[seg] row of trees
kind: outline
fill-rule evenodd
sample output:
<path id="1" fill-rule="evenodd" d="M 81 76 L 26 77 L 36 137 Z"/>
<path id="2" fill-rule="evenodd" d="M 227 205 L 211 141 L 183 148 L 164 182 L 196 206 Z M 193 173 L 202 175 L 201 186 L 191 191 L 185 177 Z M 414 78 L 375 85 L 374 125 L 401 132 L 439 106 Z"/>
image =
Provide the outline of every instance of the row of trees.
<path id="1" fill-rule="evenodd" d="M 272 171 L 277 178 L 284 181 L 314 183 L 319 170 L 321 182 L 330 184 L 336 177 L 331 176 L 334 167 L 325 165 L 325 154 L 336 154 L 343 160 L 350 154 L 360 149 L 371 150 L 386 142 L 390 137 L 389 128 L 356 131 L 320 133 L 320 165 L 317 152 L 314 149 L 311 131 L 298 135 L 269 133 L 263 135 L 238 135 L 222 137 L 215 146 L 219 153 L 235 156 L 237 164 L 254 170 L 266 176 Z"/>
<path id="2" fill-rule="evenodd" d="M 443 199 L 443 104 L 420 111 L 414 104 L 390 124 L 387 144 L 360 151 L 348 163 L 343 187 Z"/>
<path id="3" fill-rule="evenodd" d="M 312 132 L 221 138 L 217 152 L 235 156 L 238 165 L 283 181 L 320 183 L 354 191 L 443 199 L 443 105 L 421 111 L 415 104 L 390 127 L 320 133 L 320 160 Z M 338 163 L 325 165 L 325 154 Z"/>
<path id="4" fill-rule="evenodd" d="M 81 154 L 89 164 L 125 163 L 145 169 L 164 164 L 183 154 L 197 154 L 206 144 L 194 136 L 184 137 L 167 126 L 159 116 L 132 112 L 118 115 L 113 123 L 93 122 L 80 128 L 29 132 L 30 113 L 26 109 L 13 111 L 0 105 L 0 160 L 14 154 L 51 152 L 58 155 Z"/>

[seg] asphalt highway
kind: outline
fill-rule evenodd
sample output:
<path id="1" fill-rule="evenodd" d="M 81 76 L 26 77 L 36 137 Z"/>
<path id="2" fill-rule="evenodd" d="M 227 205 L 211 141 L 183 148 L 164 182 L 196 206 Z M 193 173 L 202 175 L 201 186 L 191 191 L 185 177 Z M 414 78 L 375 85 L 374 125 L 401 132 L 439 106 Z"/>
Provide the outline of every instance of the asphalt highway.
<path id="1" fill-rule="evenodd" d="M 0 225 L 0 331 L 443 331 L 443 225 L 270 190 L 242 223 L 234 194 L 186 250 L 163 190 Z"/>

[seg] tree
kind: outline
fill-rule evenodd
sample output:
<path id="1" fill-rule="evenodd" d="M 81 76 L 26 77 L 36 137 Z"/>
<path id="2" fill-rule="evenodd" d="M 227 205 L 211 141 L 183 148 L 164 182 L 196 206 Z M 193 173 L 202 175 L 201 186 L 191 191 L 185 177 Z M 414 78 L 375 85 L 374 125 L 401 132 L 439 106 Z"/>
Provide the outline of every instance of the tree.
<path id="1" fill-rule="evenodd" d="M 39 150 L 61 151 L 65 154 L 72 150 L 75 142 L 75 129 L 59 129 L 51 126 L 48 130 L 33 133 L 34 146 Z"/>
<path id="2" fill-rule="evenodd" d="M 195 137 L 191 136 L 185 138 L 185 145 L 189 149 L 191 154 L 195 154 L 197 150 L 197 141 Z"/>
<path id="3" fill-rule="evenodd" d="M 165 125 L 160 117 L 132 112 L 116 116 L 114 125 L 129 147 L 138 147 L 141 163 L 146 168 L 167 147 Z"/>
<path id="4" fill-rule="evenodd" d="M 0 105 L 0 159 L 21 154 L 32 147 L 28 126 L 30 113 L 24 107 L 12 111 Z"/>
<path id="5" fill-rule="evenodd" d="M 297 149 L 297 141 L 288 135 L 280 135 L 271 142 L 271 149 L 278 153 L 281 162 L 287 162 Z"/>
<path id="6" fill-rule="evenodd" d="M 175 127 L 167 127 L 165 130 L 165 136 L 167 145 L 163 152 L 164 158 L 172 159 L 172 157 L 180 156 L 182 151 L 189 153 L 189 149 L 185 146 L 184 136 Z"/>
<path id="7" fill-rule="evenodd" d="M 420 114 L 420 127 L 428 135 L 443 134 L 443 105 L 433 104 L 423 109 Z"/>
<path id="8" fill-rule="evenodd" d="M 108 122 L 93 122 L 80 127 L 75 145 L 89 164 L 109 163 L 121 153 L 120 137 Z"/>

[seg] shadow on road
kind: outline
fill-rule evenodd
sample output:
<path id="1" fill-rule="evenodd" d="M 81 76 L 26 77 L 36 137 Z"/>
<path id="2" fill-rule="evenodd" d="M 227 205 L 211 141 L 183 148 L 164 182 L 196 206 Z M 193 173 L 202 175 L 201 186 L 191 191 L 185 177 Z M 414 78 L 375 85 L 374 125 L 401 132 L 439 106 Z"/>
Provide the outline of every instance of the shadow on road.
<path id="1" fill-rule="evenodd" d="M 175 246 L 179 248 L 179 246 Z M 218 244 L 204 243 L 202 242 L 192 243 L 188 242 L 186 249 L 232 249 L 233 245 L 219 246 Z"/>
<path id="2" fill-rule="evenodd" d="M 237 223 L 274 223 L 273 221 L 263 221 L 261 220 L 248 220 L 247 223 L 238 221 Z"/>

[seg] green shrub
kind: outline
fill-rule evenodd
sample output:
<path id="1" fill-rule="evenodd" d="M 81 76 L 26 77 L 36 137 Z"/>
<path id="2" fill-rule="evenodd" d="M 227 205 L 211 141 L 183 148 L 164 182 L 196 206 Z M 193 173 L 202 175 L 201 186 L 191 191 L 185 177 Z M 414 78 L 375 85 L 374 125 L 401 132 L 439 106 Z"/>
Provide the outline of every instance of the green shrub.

****************

:: TASK OBJECTIVE ::
Reproduce the listing above with every "instance" swapped for "occurrence" and nothing else changed.

:: TASK OUTPUT ::
[seg] row of trees
kind: outline
fill-rule evenodd
sample output:
<path id="1" fill-rule="evenodd" d="M 81 76 L 26 77 L 36 137 Z"/>
<path id="2" fill-rule="evenodd" d="M 227 205 L 211 141 L 183 148 L 164 182 L 196 206 Z M 193 173 L 202 175 L 201 186 L 191 191 L 185 177 Z M 414 78 L 375 85 L 374 125 L 401 132 L 439 106 Z"/>
image =
Provide the outline of every occurrence of the row of trees.
<path id="1" fill-rule="evenodd" d="M 272 171 L 277 178 L 284 181 L 314 183 L 319 170 L 321 182 L 330 184 L 336 177 L 331 176 L 334 167 L 325 165 L 325 154 L 336 154 L 343 160 L 350 154 L 360 149 L 371 150 L 386 142 L 390 137 L 389 128 L 356 131 L 320 133 L 320 165 L 317 152 L 314 149 L 311 131 L 298 135 L 269 133 L 263 135 L 238 135 L 222 137 L 215 146 L 219 153 L 235 156 L 237 164 L 254 170 L 266 176 Z"/>
<path id="2" fill-rule="evenodd" d="M 443 199 L 443 104 L 420 111 L 414 104 L 390 124 L 387 144 L 360 151 L 348 163 L 343 187 Z"/>
<path id="3" fill-rule="evenodd" d="M 312 132 L 221 138 L 217 152 L 235 156 L 238 165 L 283 181 L 320 183 L 354 191 L 443 199 L 443 105 L 421 111 L 415 104 L 390 127 L 320 133 L 320 160 Z M 338 163 L 325 165 L 325 154 Z"/>
<path id="4" fill-rule="evenodd" d="M 81 154 L 89 164 L 125 163 L 145 169 L 164 164 L 183 154 L 197 154 L 206 144 L 194 136 L 184 137 L 167 126 L 159 116 L 132 112 L 118 115 L 113 123 L 93 122 L 80 128 L 29 132 L 30 113 L 26 109 L 13 111 L 0 105 L 0 160 L 14 154 L 51 152 L 58 155 Z"/>

[seg] asphalt highway
kind: outline
fill-rule evenodd
sample output:
<path id="1" fill-rule="evenodd" d="M 81 76 L 26 77 L 36 137 Z"/>
<path id="2" fill-rule="evenodd" d="M 227 205 L 211 141 L 183 148 L 164 182 L 196 206 Z M 193 173 L 202 175 L 201 186 L 191 191 L 185 177 Z M 414 78 L 375 85 L 374 125 L 401 132 L 439 106 Z"/>
Provide the outline of every occurrence of the asphalt highway.
<path id="1" fill-rule="evenodd" d="M 0 225 L 0 331 L 443 331 L 443 225 L 270 190 L 242 223 L 234 194 L 186 250 L 163 190 Z"/>

[seg] tree
kind: outline
fill-rule evenodd
sample output:
<path id="1" fill-rule="evenodd" d="M 81 76 L 26 77 L 36 137 Z"/>
<path id="2" fill-rule="evenodd" d="M 227 205 L 211 141 L 183 148 L 164 182 L 196 206 Z M 193 173 L 202 175 L 201 186 L 191 191 L 185 177 Z M 414 78 L 375 85 L 374 125 L 401 132 L 439 106 Z"/>
Provide the outline of every occurrence of the tree.
<path id="1" fill-rule="evenodd" d="M 39 150 L 61 151 L 65 154 L 72 150 L 75 142 L 75 129 L 59 129 L 51 126 L 48 130 L 33 133 L 34 146 Z"/>
<path id="2" fill-rule="evenodd" d="M 195 137 L 191 136 L 185 138 L 185 145 L 189 149 L 191 154 L 195 154 L 197 150 L 197 141 Z"/>
<path id="3" fill-rule="evenodd" d="M 165 125 L 160 117 L 132 112 L 116 116 L 114 125 L 129 147 L 138 147 L 141 163 L 146 168 L 167 147 Z"/>
<path id="4" fill-rule="evenodd" d="M 0 105 L 0 159 L 21 154 L 32 147 L 28 126 L 30 113 L 24 107 L 12 111 Z"/>
<path id="5" fill-rule="evenodd" d="M 297 149 L 297 141 L 288 135 L 280 135 L 271 142 L 271 149 L 278 153 L 281 162 L 287 162 Z"/>
<path id="6" fill-rule="evenodd" d="M 175 127 L 167 127 L 165 130 L 165 136 L 167 145 L 163 152 L 164 158 L 172 159 L 172 157 L 180 156 L 182 151 L 189 153 L 189 149 L 185 146 L 184 136 Z"/>
<path id="7" fill-rule="evenodd" d="M 420 114 L 420 127 L 428 135 L 443 134 L 443 105 L 433 104 L 423 109 Z"/>
<path id="8" fill-rule="evenodd" d="M 108 122 L 93 122 L 80 127 L 75 145 L 89 164 L 109 163 L 121 153 L 120 137 Z"/>

[seg] shadow on road
kind: outline
fill-rule evenodd
sample output:
<path id="1" fill-rule="evenodd" d="M 81 76 L 26 77 L 36 137 Z"/>
<path id="2" fill-rule="evenodd" d="M 227 205 L 211 141 L 183 148 L 164 182 L 196 206 Z M 193 173 L 202 175 L 201 186 L 191 191 L 185 177 Z M 414 78 L 375 85 L 374 125 L 401 132 L 439 106 Z"/>
Provide the outline of every occurrence of the shadow on road.
<path id="1" fill-rule="evenodd" d="M 175 246 L 179 248 L 179 246 Z M 218 244 L 204 243 L 202 242 L 192 243 L 188 242 L 186 249 L 232 249 L 233 245 L 219 246 Z"/>
<path id="2" fill-rule="evenodd" d="M 237 223 L 274 223 L 273 221 L 263 221 L 261 220 L 248 220 L 247 223 L 238 221 Z"/>

[seg] green shrub
kind: outline
fill-rule evenodd
sample output:
<path id="1" fill-rule="evenodd" d="M 81 76 L 26 77 L 36 137 Z"/>
<path id="2" fill-rule="evenodd" d="M 227 205 L 211 141 L 183 148 L 164 182 L 196 206 Z M 193 173 L 202 175 L 201 186 L 191 191 L 185 177 Z M 414 78 L 375 85 L 374 125 L 401 132 L 439 106 Z"/>
Provide the outline of every occurrence of the green shrub.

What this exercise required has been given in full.